### REQUIREMENT
Collect every line below that contains the word "footstool" and copy each one in full.

### THE DATA
◆ ◆ ◆ ◆ ◆

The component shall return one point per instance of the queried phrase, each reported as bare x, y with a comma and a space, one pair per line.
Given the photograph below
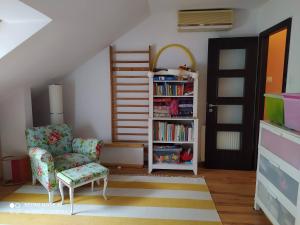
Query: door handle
212, 105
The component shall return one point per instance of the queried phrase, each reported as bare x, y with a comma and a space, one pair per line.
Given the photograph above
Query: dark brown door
231, 82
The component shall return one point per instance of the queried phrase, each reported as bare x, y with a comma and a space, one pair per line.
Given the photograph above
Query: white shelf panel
173, 118
170, 166
173, 81
173, 96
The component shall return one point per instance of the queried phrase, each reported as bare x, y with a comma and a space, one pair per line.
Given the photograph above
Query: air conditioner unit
205, 20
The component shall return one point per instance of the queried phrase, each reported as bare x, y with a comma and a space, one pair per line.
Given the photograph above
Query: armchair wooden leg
33, 180
104, 188
51, 196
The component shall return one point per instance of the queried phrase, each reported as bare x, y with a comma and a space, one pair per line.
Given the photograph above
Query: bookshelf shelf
174, 118
173, 142
172, 166
172, 81
167, 125
173, 96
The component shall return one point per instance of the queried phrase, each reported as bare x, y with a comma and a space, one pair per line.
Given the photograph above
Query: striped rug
132, 200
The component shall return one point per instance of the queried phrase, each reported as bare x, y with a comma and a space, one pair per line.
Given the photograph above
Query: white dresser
278, 174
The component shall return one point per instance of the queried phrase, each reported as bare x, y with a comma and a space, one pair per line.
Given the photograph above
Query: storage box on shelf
173, 123
278, 174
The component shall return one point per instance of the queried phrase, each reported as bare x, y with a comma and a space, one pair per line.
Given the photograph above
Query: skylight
18, 23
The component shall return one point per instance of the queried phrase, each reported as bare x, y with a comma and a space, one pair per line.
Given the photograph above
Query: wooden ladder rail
126, 66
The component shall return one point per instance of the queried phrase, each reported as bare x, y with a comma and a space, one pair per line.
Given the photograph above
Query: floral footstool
79, 176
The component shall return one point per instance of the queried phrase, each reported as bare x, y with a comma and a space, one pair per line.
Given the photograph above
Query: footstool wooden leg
61, 190
98, 182
92, 186
104, 188
71, 193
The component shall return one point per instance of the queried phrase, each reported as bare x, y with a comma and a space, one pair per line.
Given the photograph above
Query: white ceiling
79, 29
162, 5
18, 22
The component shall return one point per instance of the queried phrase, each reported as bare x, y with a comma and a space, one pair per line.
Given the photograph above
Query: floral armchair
53, 149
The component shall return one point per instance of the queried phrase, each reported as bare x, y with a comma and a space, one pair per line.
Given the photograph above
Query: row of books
173, 108
165, 131
165, 89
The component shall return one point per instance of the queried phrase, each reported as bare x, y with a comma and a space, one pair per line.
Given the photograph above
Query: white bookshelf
192, 120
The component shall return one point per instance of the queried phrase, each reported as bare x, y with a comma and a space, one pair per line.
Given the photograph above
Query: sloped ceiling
79, 29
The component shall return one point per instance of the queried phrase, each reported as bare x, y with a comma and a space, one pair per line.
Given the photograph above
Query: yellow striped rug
132, 200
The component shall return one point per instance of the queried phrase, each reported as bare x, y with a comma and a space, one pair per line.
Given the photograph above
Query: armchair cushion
89, 147
70, 160
57, 139
40, 154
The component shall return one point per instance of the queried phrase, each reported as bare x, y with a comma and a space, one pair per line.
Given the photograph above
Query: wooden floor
232, 191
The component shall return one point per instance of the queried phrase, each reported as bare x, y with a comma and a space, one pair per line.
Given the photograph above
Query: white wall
15, 117
87, 98
273, 12
87, 89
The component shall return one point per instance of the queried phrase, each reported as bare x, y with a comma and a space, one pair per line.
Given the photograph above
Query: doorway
274, 44
231, 80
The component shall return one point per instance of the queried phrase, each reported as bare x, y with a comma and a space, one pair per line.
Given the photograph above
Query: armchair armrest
90, 147
42, 166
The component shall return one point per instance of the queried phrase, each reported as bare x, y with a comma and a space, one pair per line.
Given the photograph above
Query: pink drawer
285, 149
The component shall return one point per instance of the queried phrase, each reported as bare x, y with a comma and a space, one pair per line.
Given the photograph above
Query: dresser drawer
284, 148
274, 207
281, 180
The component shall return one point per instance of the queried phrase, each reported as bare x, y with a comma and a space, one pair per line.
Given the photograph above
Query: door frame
262, 71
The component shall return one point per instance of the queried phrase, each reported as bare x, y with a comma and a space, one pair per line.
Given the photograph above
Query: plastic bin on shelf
292, 111
275, 108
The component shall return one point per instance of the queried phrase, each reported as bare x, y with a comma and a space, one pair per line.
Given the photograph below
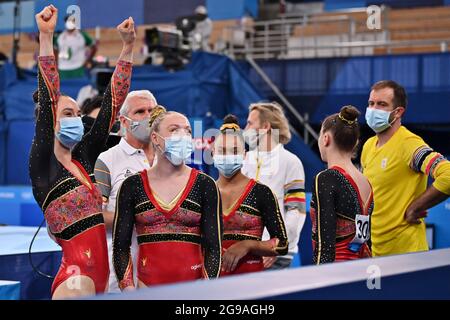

◆ ◆ ◆ ◆ ◆

### IN RESPONSE
Query: floral footstool
Query: footstool wooden leg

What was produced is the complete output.